Extrait fourni:
========

• J'ai plaqué mon chêne...

    ...
    Comme un saligaud
    Mon copain le chêne
    Mon alter ego...

    J'ai plaqué mon chêne
    Comme un saligaud
    Mon copain le chêne
    Mon alter ego
    On était du même bois
    Un peu rustique un peu brut
    Dont on fait n'importe quoi
    Sauf naturell'ment les flûtes
    J'ai maint'nant des frênes
    Des arbres de Judée
    Tous de bonne graine
    De haute futaie
    Mais toi, tu manques à l'appel
    Ma vieille branche de campagne
    Mon seul arbre de Noël
    Mon mât de cocagne

    Auprès de mon arbre
    Je vivais heureux
    J'aurais jamais dû
    M'éloigner d' mon arbre
    Auprès de mon arbre
    Je vivais heureux
    J'aurais jamais dû
    Le quitter des yeux

    [...]

    Georges Brassens   Auprès de mon arbre

    Bonheur perdu

    Le premier couplet et le refrain de la célèbre chanson de Georges Brassens se complètent. Le sens nous en paraît tout simple et évident : l'auteur a quitté son milieu familier, représenté ici par un arbre, pour un nouvel environnement, et le regrette.

    Les couplets suivants le confirment : il regrette sa vieille pipe, troquée contre une pipe d'écume, la compagne qu'il a abandonnée, et sa mansarde, maintenant qu'il vit à l'abri de la pluie. 

    Il s'agit bien de la nostalgie d'un bonheur passé, simple et sans prétention, que ne peuvent compenser l'aisance matérielle et le confort. 

    Un ami

    On peut voir dans ce chêne autre chose qu'un arbre, qui cache peut-être une forêt : ne représente-t-il pas en l'occurrence une personne, et plus précisément un ami perdu de vue ?

    Plusieurs éléments justifient cette interprétation :

    • Le titre "auprès de mon arbre" rappelle irrésistiblement une chanson traditionnelle, célébrant la nostalgie d'une présence aimée :

    Auprès de ma blonde
    Qu'il fait bon, fait bon, fait bon.

========

Données sources:
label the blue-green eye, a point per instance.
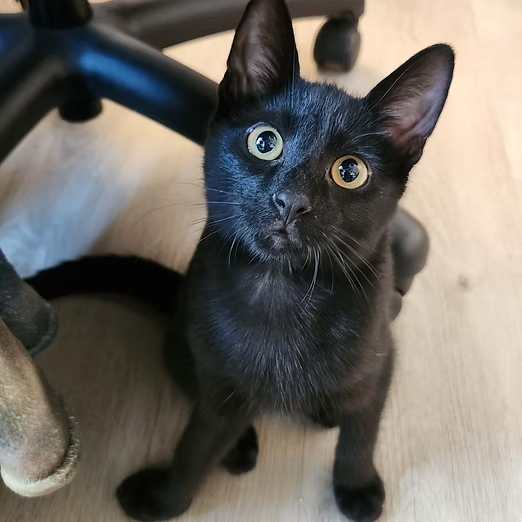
(350, 172)
(265, 143)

========

Objectif: Selon l'extrait fourni sur la chanson « Auprès de mon arbre », contre quoi l'auteur a-t-il troqué sa vieille pipe ? Ces données proviennent d'une autre source.

Réponse à l'exercice: Contre une pipe d'écume.